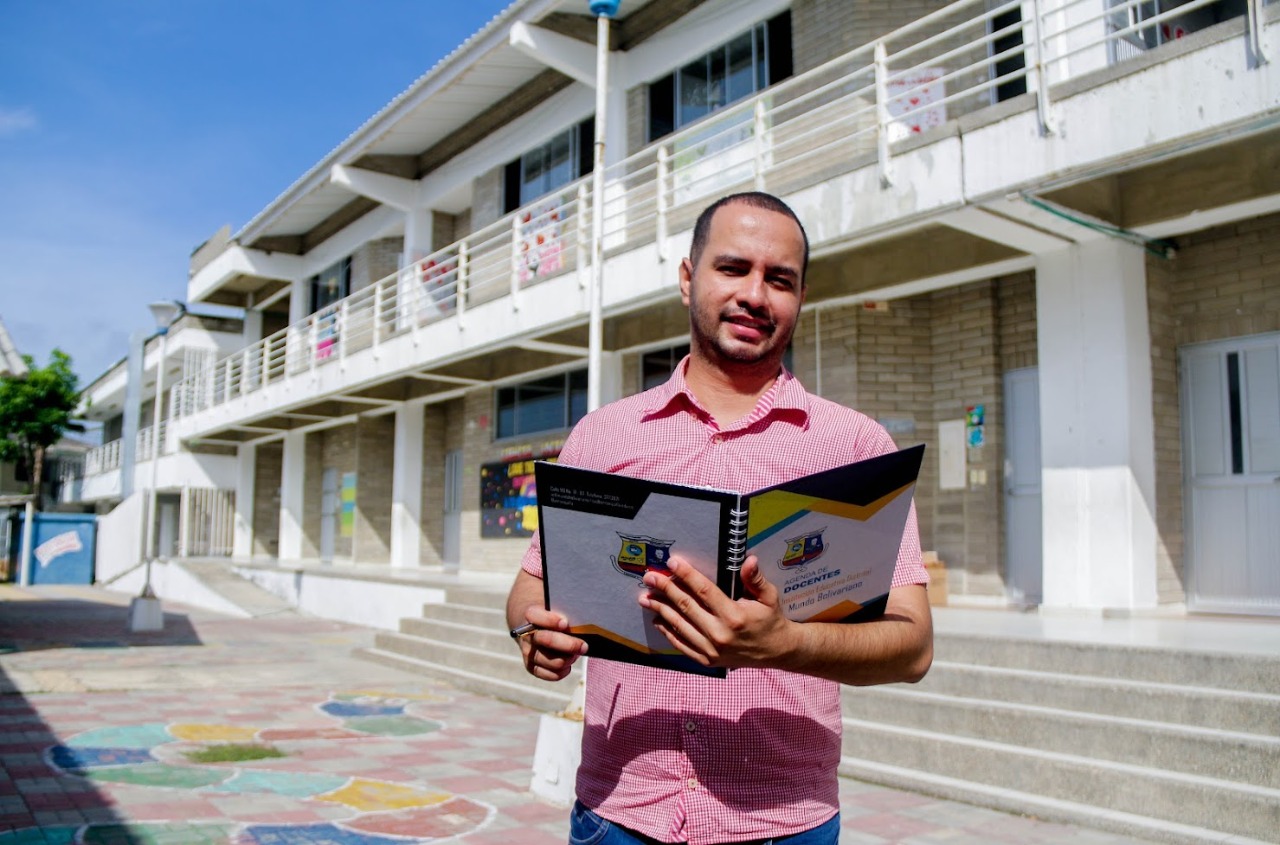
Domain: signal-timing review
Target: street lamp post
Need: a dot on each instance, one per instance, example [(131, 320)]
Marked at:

...

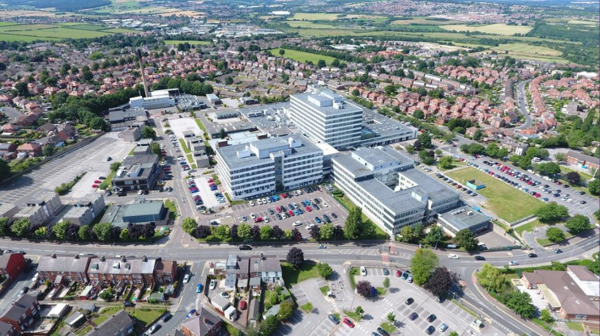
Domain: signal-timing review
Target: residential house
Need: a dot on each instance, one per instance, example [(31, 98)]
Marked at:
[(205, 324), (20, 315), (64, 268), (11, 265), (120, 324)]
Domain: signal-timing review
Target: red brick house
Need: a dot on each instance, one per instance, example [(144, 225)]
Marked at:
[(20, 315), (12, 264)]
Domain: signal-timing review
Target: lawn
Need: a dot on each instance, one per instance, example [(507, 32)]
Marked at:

Short exercise: Please keep only the lines of the data above that contain the word "house".

Correct answer:
Target: residential house
Target: red brick house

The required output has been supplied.